■ PASSAGE PROVIDED ■
## Sunday, August 16, 2015

### Have we made Progress on P vs NP?

While teaching P vs NP in my class Elementary Theory of Computation (Finite Automata, CFG's, P-NP, Dec-undecid) I was asked  What progress has been made on P vs NP?

I have heard respectable theorists answer this question in several ways:

1) There has been no progress whatsoever- but the problem is only 40 years old, a drop in the mathematical bucket sort.

2) There has been no progress whatsoever- this is terrible since  40 years of 20th and 21st century mathematics is a lot and we already had so much to draw on. We are for the long haul.

3) We have made progress on showing some techniques will not suffice, which is progress--- of a sort.

4) We have made progress on showing P=NP: Barringtons result, FPT, Holographic algorithms, SAT in PCP with O(1) queries.  Too bad- since P NE NP we've made no progress.

5) We have made progress on showing P=NP: Barringtons result, FPT, Holographic algorithms, SAT in PCP with O(1) queries.  We should not be closed minded to the possibliity that P=NP. (NOTE- other theorists say YES WE SHOULD BE CLOSED MINDED.)

6) Note that:

a) We have pathetic lower bounds on real models of computation.

b) We have Meaningful lower bounds on pathetic models of computation.

c) We DO NOT have meaningful lower bounds on real models of computation.

7) Have we made progress? Once the problem is solved we'll be able to look back and say what was progress.

■ PROBLEM DETAILS ■
Please list the results that the P vs NP post cites as progress toward showing P=NP. The data below has no connection to the P vs NP post.

■ INFORMATION SUPPLIED ■
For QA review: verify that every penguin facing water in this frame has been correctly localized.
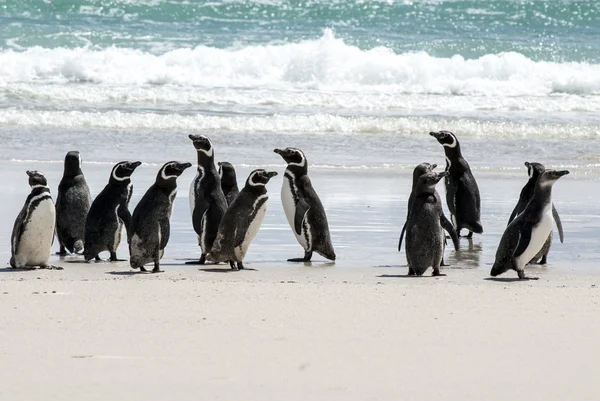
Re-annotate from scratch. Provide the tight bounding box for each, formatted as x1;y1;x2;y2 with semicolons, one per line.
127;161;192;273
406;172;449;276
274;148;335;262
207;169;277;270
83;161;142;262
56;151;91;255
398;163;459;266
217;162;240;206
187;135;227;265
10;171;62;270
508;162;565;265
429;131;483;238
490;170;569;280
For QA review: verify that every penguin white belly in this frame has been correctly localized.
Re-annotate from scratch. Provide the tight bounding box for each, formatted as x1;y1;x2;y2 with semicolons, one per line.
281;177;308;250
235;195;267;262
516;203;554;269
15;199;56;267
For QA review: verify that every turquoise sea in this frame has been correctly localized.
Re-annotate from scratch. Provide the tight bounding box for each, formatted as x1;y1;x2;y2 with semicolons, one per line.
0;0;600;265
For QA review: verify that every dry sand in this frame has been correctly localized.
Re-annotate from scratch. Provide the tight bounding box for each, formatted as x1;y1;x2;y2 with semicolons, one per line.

==

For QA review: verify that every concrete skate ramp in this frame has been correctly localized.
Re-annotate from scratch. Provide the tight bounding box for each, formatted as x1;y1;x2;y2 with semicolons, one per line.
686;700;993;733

■ SOLUTION BELOW ■
- Barringtons result
- FPT
- Holographic algorithms
- SAT in PCP with O(1) queries